課題 1: マスターズ陸上の記事で、北陸マスターズ陸上の60mで出した記録は何か。
課題 2: マスターズ陸上の記事を、最後の文の後から書き継ぐ。

提示文:
29歳の時、練習中にアキレス腱を痛め、松葉杖生活になるほどの大怪我(けが)。リハビリを重ね復帰したものの、そこから記録も低迷し、約5年もの間は11秒台後半にとどまりモチベーションも上がらない状態だったといいます。

そんな時にマスターズ陸上と出会いました。「マスターズ陸上というと、健康陸上のようなイメージが強かったんです。でも当時は35歳からマスターズ陸上に出場できましたし、記録を見たら頑張っている方がいらっしゃいました。自分のいまの記録で出たら一番になれると思って始めました!」

マスターズ初戦となった北陸マスターズ陸上では、60mで7秒35の大会新記録も樹立。「マスターズって面白い! 全日本に出たい! ともう一度チャレンジしたいというモチベーションになりました」。迎えた全日本マスターズ。さらに上には上がいたのでした。

「調べてみたら、譜久里武さんなどまだ10秒台で走っている人がいたんです(笑)。でも、人との繋(つな)がり、猛者たちとの出会いは大きかったですね!」。同年代が年齢を重ねても挑戦し続けている姿に佐藤さんの気持ちも高まりました。

体操教室でこどもたちに教えているうちに自身の競技パフォーマンスも改善されていきました(写真は現在のもの)

ただ、30歳代後半になり、トレーニングを増やすと、アキレス腱痛などけがも多くなってきたそうです。そんな時に役に立ったのが、こどもたちへの指導でした。「体操教室をやっていて、こどもたちに体の使い方を教えているうちに自分の体をうまくコントロールできるようになり、重心移動など改善されていきました。41歳で100m11秒32と、30代の自分を超えることができました」と自信にもつながっていきました。

世界マスターズ金メダル獲得

2014年にはアジアマスターズの4×100mリレー(M40、40歳〜44歳)のメンバーに選ばれて、金メダルを獲得。「世界記録を狙っていたのですが、届かず。当時の日本新、アジア新ということで半分嬉(うれ)しい、半分悔しいといった感じでしたね」。さらに、2018年の世界マスターズでは4×100mリレー(M45、45歳〜49歳)で再び世界記録を目指すことに。

保存データ:

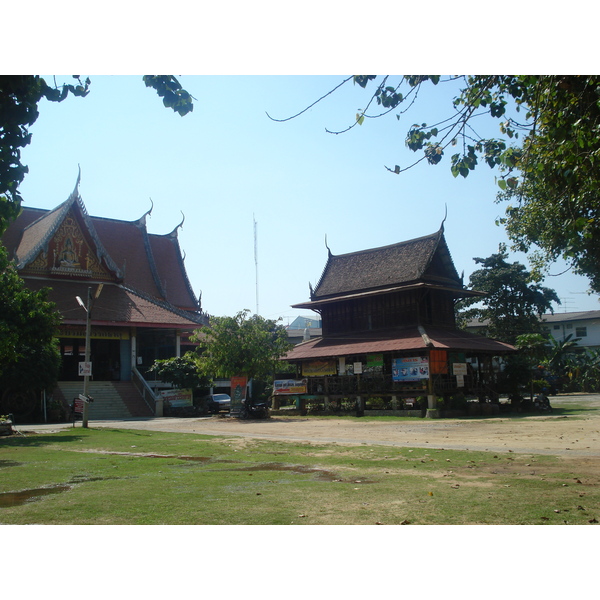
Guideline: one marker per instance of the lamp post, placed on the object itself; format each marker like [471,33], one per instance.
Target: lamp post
[86,377]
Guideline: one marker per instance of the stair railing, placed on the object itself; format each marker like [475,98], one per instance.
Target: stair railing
[144,389]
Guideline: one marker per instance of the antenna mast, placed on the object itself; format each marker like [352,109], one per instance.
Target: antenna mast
[256,260]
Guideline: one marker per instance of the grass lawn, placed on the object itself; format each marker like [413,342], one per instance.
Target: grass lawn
[103,476]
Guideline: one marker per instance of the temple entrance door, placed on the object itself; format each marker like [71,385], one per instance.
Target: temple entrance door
[105,356]
[106,360]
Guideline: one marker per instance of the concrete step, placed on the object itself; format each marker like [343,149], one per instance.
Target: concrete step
[112,400]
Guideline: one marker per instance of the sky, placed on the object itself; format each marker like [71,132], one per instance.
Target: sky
[262,200]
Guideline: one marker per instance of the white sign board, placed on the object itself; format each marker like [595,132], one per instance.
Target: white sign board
[459,368]
[85,369]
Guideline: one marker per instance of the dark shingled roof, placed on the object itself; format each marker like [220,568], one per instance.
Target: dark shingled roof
[409,338]
[422,259]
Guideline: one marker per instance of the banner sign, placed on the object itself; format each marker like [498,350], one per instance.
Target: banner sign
[96,333]
[410,369]
[177,398]
[319,368]
[459,368]
[289,386]
[85,369]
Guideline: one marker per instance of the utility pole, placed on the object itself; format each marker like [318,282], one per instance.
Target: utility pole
[256,261]
[86,377]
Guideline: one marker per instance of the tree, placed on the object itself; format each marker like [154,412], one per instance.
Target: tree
[513,305]
[548,153]
[241,345]
[181,371]
[19,99]
[29,354]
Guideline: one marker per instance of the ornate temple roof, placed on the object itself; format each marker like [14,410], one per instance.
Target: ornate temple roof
[421,262]
[144,274]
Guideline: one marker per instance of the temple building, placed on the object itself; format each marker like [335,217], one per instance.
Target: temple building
[389,334]
[135,283]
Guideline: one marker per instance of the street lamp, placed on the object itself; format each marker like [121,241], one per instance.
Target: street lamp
[86,377]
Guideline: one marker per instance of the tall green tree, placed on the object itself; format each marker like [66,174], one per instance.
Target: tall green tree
[241,345]
[20,96]
[29,354]
[547,152]
[513,305]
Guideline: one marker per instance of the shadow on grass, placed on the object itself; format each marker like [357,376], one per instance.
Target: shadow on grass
[32,440]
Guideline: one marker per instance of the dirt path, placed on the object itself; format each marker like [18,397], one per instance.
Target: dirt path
[555,434]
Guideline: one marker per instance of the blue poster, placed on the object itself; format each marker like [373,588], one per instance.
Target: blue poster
[410,369]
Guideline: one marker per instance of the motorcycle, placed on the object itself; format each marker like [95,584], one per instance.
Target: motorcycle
[258,410]
[542,403]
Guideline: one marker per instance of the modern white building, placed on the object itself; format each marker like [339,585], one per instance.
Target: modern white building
[583,325]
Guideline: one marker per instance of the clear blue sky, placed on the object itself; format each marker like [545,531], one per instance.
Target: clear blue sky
[226,164]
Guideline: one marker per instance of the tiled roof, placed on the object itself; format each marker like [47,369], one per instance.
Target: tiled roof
[396,341]
[149,284]
[571,316]
[150,264]
[424,258]
[116,305]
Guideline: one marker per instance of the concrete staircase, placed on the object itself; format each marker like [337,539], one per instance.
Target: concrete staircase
[112,399]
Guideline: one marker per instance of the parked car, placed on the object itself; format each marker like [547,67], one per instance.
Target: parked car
[219,402]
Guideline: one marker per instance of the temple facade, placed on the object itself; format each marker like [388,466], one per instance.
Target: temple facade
[142,306]
[389,336]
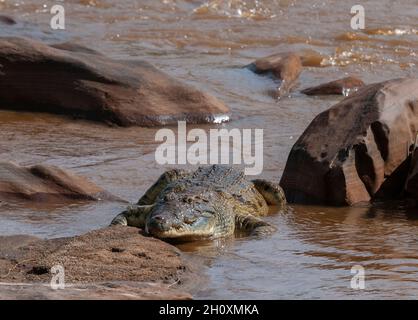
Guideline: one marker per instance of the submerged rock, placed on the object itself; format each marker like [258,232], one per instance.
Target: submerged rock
[345,87]
[411,184]
[46,183]
[7,20]
[73,80]
[115,262]
[284,66]
[358,149]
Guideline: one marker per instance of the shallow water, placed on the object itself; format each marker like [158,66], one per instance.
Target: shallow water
[206,43]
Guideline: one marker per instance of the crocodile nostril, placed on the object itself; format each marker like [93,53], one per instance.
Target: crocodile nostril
[159,219]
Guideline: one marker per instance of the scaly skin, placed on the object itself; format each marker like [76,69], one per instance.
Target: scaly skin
[209,203]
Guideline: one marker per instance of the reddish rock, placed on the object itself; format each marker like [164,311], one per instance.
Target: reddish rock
[115,262]
[345,87]
[46,183]
[285,66]
[358,149]
[76,81]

回答文 1: 7秒35で、大会新記録だった。

回答文 2:
「今までの人生では考えられなかった、生半可な気持ちではできない」と佐藤さんが本音を口にするほどのメンバーでした。1走・武井壮さん、2走・譜久里武さん、3走・佐藤政志さん、4走・朝原宣治さんというメンバーに、メディアの注目も集まりました。

「高校、大学、一般と上がっていく中で、足元にも及ばない成績の中、なんとかそのポジションにたどり着いたということで、いろんな方に勇気を与えられるのではないかなと思いながら、まっとうしようと強い決意をしました。継続して競技を続けることで同じ土俵に立てるという姿を見て感じてもらえると嬉しいですね」

『継続は力なり』という言葉をまさに体現された佐藤さん。住んでいる場所も違い、メンバー全員それぞれ多忙の中、大阪に集まってバトン練習も行いました。「(バトン練習の)ビデオを何度も見てイメージトレーニングしていました(笑)。現地で集まる時には万全の調子でと思っていましたね」。そして、現地入りしてからバトンの練習を重ねました。

迎えた世界マスターズ本番。予選を通過し、いよいよ決勝の舞台へ! 自らを鼓舞して奮い立たせてから、気持ちは穏やかに。「どんなことがあっても繋ぐぞという気持ちでした。必要以上に余計なことを考えないで、自分を信じていい意味で開き直っていましたね」。当時の高揚感が伝わってきます。

世界記録には届かなったものの、金メダルを獲得!(日本チーム一番右が佐藤さん)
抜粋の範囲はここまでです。